WHAT YOU SHOULD DO: How many lines in the records below contain the string "trace"? Reply with the count alone.

__________________________________________________

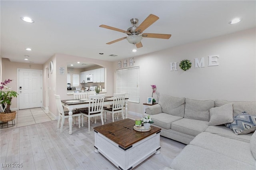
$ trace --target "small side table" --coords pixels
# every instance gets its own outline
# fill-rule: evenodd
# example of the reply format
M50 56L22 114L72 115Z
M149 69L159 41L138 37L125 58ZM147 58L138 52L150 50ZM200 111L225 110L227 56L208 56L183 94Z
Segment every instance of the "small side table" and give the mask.
M158 103L154 103L154 104L148 104L146 103L143 103L143 114L146 113L146 108L148 107L149 106L153 106L153 105L156 105Z

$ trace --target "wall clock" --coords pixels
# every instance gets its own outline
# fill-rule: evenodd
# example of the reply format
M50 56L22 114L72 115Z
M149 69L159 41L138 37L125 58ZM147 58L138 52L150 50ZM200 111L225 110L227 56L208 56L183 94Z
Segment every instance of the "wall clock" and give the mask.
M49 70L51 74L52 74L52 71L53 71L53 62L51 61L49 63Z

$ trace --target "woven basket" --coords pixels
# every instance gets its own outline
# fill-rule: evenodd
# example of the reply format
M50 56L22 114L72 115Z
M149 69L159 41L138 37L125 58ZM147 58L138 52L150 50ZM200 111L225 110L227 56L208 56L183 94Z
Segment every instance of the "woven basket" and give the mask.
M16 117L16 112L12 112L10 113L0 113L0 121L6 122L14 119Z

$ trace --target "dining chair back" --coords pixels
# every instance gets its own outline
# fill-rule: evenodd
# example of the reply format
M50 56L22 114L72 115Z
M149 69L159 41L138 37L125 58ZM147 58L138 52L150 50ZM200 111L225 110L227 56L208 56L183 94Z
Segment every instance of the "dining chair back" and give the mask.
M95 95L96 94L96 92L95 91L88 91L86 92L87 93L87 98L89 98L90 95Z
M88 98L87 92L74 93L74 99L80 99Z
M106 113L110 112L112 113L112 121L114 121L114 117L115 113L122 113L123 119L124 119L124 99L126 93L115 93L113 95L113 104L112 107L104 109L105 111L105 121Z
M57 127L59 128L60 127L60 122L61 119L61 125L60 126L60 132L62 132L63 129L63 125L64 125L64 121L65 118L68 118L69 115L68 115L68 111L64 112L63 109L63 106L61 104L61 101L60 100L60 97L59 95L54 95L55 96L55 100L56 102L56 105L58 109L59 117L58 120L58 124ZM75 110L72 111L73 114L72 117L78 117L78 124L79 128L80 128L80 119L81 117L81 113L77 112ZM75 121L74 122L75 124Z
M74 93L74 99L80 100L81 99L88 99L88 92ZM77 112L80 112L88 110L88 107L83 107L82 108L76 109L76 110Z
M96 117L100 116L102 125L103 121L103 105L105 94L90 95L88 110L82 113L82 126L84 126L84 116L88 118L88 131L90 132L90 118L95 117L94 123L96 123Z

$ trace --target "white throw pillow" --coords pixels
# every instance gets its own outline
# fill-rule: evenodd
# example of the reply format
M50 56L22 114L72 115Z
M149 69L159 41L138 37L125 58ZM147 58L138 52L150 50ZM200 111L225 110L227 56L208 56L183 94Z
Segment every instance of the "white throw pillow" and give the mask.
M231 123L233 119L233 104L228 103L210 109L210 120L208 125L216 126Z

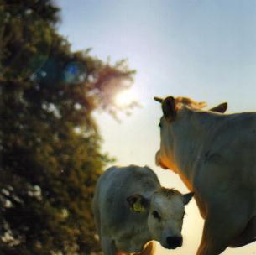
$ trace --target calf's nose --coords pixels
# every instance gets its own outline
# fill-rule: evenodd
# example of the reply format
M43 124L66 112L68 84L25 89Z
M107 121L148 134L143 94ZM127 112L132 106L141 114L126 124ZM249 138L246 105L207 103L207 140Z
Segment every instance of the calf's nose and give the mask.
M167 237L166 242L170 249L175 249L177 247L182 246L182 237Z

__________________________________________________

TASK SOLUTION: 6